(DATASET RECORDS)

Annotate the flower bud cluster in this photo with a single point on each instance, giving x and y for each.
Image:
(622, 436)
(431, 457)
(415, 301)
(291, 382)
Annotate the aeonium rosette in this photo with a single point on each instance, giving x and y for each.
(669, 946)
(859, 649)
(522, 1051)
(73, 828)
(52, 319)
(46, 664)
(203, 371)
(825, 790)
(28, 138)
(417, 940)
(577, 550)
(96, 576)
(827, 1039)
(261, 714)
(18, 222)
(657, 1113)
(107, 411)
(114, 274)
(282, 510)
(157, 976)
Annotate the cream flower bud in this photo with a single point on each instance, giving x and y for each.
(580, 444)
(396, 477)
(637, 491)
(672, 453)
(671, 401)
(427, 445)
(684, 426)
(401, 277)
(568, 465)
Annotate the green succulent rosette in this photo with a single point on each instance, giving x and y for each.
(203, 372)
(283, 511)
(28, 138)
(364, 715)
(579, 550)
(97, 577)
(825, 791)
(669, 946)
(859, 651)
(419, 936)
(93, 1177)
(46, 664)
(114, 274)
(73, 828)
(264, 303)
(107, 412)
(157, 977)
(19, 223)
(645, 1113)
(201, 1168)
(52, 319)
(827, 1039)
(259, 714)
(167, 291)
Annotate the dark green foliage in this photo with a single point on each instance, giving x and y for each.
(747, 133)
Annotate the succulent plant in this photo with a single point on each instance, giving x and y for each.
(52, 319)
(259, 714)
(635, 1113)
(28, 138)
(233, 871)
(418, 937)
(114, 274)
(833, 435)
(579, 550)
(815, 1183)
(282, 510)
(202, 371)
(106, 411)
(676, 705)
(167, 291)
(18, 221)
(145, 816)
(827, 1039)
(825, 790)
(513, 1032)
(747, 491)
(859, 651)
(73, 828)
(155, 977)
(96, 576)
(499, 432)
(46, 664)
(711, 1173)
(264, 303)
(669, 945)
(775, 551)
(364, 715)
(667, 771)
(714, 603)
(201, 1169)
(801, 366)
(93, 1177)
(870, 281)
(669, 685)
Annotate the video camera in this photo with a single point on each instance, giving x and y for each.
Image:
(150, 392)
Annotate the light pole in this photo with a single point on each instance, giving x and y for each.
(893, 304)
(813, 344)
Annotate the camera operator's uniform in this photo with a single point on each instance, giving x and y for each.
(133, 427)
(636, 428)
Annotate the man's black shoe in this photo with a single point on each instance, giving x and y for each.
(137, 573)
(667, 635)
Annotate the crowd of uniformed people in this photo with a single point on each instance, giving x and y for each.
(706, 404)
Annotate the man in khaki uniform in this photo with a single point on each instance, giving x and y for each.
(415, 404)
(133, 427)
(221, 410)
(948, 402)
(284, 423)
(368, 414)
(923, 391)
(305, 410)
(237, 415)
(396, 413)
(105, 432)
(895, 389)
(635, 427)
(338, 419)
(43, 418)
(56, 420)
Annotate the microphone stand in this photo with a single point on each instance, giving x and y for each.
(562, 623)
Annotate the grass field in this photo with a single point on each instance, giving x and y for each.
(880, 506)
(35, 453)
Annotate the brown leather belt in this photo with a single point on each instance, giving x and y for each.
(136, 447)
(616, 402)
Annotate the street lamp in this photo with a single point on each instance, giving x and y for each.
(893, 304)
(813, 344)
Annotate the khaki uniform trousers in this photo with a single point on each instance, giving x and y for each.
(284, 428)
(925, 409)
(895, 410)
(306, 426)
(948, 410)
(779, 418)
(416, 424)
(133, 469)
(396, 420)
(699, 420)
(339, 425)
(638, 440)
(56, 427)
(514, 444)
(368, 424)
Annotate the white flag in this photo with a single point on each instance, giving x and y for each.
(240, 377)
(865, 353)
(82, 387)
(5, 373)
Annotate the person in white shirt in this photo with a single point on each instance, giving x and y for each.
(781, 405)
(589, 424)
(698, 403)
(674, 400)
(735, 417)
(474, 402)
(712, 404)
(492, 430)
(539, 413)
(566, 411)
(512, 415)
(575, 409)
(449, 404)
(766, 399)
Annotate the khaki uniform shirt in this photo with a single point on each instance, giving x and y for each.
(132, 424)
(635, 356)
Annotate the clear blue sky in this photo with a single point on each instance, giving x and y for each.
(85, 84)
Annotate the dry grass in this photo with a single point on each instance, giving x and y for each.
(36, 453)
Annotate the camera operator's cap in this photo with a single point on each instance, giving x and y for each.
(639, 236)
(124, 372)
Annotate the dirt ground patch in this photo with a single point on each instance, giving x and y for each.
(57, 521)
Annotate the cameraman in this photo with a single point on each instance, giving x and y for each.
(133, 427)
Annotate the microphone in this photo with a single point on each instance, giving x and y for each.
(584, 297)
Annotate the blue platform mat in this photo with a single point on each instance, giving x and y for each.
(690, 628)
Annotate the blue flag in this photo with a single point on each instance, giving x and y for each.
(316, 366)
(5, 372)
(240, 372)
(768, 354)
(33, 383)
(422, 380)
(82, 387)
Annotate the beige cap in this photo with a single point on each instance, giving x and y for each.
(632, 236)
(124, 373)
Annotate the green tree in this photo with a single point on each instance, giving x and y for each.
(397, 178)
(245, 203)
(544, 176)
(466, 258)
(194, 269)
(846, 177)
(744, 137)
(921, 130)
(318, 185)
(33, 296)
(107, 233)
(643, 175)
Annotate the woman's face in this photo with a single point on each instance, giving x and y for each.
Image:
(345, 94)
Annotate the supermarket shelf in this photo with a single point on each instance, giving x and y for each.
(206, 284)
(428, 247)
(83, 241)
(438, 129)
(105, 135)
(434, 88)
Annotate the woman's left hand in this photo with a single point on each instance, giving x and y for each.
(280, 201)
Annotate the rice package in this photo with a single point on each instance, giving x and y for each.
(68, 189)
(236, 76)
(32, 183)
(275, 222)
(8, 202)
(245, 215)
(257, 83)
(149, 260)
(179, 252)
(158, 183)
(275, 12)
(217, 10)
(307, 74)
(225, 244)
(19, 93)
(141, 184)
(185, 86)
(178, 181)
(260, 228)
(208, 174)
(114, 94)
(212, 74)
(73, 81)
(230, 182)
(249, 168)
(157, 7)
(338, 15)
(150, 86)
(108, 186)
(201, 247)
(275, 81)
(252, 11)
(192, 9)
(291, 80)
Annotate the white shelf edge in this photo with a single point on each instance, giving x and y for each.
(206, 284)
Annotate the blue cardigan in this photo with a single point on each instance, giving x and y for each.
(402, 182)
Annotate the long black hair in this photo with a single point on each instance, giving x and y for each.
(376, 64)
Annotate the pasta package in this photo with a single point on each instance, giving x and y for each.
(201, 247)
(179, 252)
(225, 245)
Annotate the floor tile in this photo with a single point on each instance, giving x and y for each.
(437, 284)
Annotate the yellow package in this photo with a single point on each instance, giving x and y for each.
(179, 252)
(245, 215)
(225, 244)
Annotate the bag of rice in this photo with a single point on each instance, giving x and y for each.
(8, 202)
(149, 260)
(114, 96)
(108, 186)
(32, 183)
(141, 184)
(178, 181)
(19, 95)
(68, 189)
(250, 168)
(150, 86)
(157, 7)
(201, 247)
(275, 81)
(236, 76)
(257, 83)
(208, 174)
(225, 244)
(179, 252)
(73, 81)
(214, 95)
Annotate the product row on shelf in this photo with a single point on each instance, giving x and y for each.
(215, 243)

(End DATASET RECORDS)

### WHAT YOU SHOULD DO
The whole listing, restated word for word, is the expected answer.

### OUTPUT
Annotate the flower bud cluster in this photo with a single point on each instance, giving x and y for each.
Image:
(622, 436)
(431, 457)
(415, 301)
(291, 382)
Annotate the aeonium rosette in this photo with a single point on each instance, giving x and y for each.
(669, 946)
(859, 649)
(522, 1051)
(73, 828)
(52, 319)
(46, 664)
(203, 371)
(825, 790)
(28, 138)
(417, 940)
(577, 550)
(96, 576)
(827, 1039)
(261, 714)
(18, 222)
(657, 1113)
(107, 411)
(114, 274)
(282, 510)
(157, 976)
Annotate the cream flower bud in this photo with a single point on each instance, giving x and y for each.
(580, 444)
(396, 477)
(637, 491)
(672, 453)
(671, 401)
(427, 445)
(684, 426)
(401, 277)
(568, 465)
Annotate the green succulent rosette in this photo with a single point on each instance, giving x and y for each.
(203, 372)
(283, 511)
(28, 138)
(364, 715)
(579, 550)
(97, 577)
(825, 791)
(669, 946)
(859, 651)
(419, 936)
(93, 1177)
(46, 664)
(114, 274)
(73, 828)
(264, 303)
(107, 412)
(157, 977)
(19, 223)
(645, 1113)
(201, 1168)
(52, 319)
(827, 1039)
(259, 714)
(167, 291)
Annotate the dark green foliage in this photo with a single point on each instance, giving x and y for each.
(747, 133)
Annotate the succulent plant in this photo with a single point on each instance, giving x and y for each.
(52, 319)
(259, 714)
(635, 1113)
(28, 138)
(233, 871)
(418, 937)
(114, 274)
(833, 435)
(579, 550)
(815, 1183)
(282, 510)
(202, 371)
(106, 411)
(676, 705)
(167, 291)
(18, 221)
(145, 816)
(827, 1039)
(825, 790)
(513, 1032)
(747, 491)
(859, 651)
(73, 828)
(155, 977)
(96, 576)
(499, 432)
(46, 664)
(711, 1173)
(264, 303)
(669, 945)
(775, 551)
(364, 715)
(667, 771)
(714, 603)
(201, 1169)
(801, 366)
(93, 1177)
(870, 281)
(669, 685)
Annotate the video camera in this photo with a single point on each instance, giving x and y for each.
Image:
(150, 392)
Annotate the light pole in this photo with a single point on each instance, giving x and y for each.
(893, 304)
(813, 344)
Annotate the camera operator's uniform in this photo with a single point on each instance, giving x and y for each.
(133, 427)
(636, 428)
Annotate the man's black shoe in this photo with a single point on each instance, giving x and y for each.
(137, 573)
(667, 635)
Annotate the crowd of uniformed people in this photo with a single point on each instance, giving x and y for each.
(706, 404)
Annotate the man in khaki uniform in this photo with a single point on each instance, giving x and y for each.
(415, 404)
(133, 427)
(221, 410)
(948, 402)
(284, 423)
(368, 414)
(923, 391)
(305, 410)
(237, 415)
(396, 413)
(105, 432)
(895, 389)
(635, 427)
(338, 419)
(43, 418)
(56, 420)
Annotate the microphone stand in this photo with a single point on each instance, giving x and y for each.
(562, 623)
Annotate the grass field in this photo with a single point on each instance, giving x and y for each.
(880, 506)
(35, 453)
Annotate the brown leather belt in this photo with a single point on each instance, giving x and y for each.
(136, 447)
(616, 402)
Annotate the street lamp in this photo with a single point on each instance, giving x and y for each.
(893, 304)
(813, 344)
Annotate the khaki uniform trousers in this photo with a single point on each instance, giving x and y for each.
(284, 428)
(925, 409)
(895, 410)
(306, 426)
(948, 410)
(779, 418)
(416, 424)
(133, 469)
(396, 420)
(699, 420)
(339, 425)
(638, 440)
(56, 427)
(514, 444)
(368, 424)
Annotate the white flag in this photo with a single point on each instance, giving x and y for each.
(240, 377)
(865, 353)
(82, 387)
(5, 373)
Annotate the person in white shirt in this photo with a single point on each instance, giving x and y for each.
(781, 405)
(589, 424)
(698, 403)
(674, 400)
(735, 417)
(474, 402)
(712, 404)
(492, 430)
(539, 413)
(566, 411)
(512, 415)
(575, 409)
(449, 404)
(766, 399)
Annotate the khaki uniform shirt in this photo with a single point on each instance, giving x and y for each.
(132, 424)
(635, 356)
Annotate the clear blue sky in this photo with a single point on each instance, giving x and y for each.
(85, 84)
Annotate the dry grass in this photo with a single point on each instance, giving x and y for each.
(36, 453)
Annotate the camera operator's cap in this photo with a single point on each instance, giving x and y for each.
(639, 236)
(124, 372)
Annotate the dirt ground patch in this photo with a single point on each instance, giving x and y for each.
(57, 521)
Annotate the cameraman in this photo with a single point on each instance, giving x and y for each.
(133, 427)
Annotate the microphone in this photo with a single point on each instance, giving x and y for each.
(584, 297)
Annotate the blue platform mat in this photo with a single point on each instance, giving x and y for each.
(690, 628)
Annotate the blue flag in this photo with a single point on each instance, giving x and y for each.
(316, 366)
(5, 372)
(240, 372)
(768, 354)
(33, 383)
(422, 380)
(82, 387)
Annotate the beige cap in this photo with a single point on each instance, giving x and y for each.
(632, 236)
(124, 373)
Annotate the green tree in this photo with a single point on each instance, giving x and y for each.
(397, 178)
(245, 203)
(544, 176)
(466, 258)
(194, 269)
(846, 177)
(744, 137)
(921, 130)
(318, 185)
(33, 296)
(107, 233)
(643, 175)
Annotate the woman's face in this photo with a single point on each instance, giving x and y for each.
Image:
(345, 94)
Annotate the supermarket shelf in this photo with a single point on each instance, giving x and y for each.
(206, 284)
(428, 247)
(83, 241)
(438, 129)
(105, 135)
(434, 88)
Annotate the woman's left hand in this photo with a single point on each instance, giving x and y for each.
(280, 201)
Annotate the rice package in this photo with a single point on each instance, giving x and y for each.
(68, 189)
(236, 76)
(32, 183)
(275, 222)
(8, 202)
(245, 215)
(257, 83)
(149, 260)
(179, 252)
(158, 183)
(275, 12)
(217, 10)
(307, 74)
(225, 244)
(19, 93)
(141, 184)
(185, 86)
(178, 181)
(260, 228)
(208, 174)
(114, 94)
(212, 74)
(73, 81)
(230, 182)
(249, 168)
(157, 7)
(338, 15)
(150, 86)
(108, 186)
(201, 247)
(275, 81)
(252, 11)
(192, 9)
(291, 80)
Annotate the white shelf edge in this photo with a single point on each instance, giving x and y for each.
(206, 284)
Annotate the blue cardigan in this photo with a single point on each instance, giving x and y for each.
(402, 182)
Annotate the long black hair in this photo with a single point on each instance, giving x and y for each.
(376, 64)
Annotate the pasta package in this photo with a single point on each instance, giving x and y for each.
(201, 247)
(179, 252)
(225, 245)
Annotate the floor tile in this photo with a single point on each instance, giving x and y for each.
(437, 284)
Annotate the yellow package in this photo with a single point on each instance, giving x and y for each.
(179, 252)
(245, 215)
(225, 244)
Annotate the bag of rice in this photo with a single point on each instance, giving x and y for each.
(8, 202)
(149, 260)
(114, 96)
(108, 186)
(32, 183)
(141, 184)
(178, 181)
(19, 95)
(68, 189)
(250, 168)
(150, 86)
(157, 7)
(201, 247)
(275, 81)
(236, 76)
(257, 83)
(208, 174)
(225, 244)
(179, 252)
(73, 81)
(214, 95)
Annotate the product row on shelf in this photo with a single point on each instance, giving x and y for each.
(215, 243)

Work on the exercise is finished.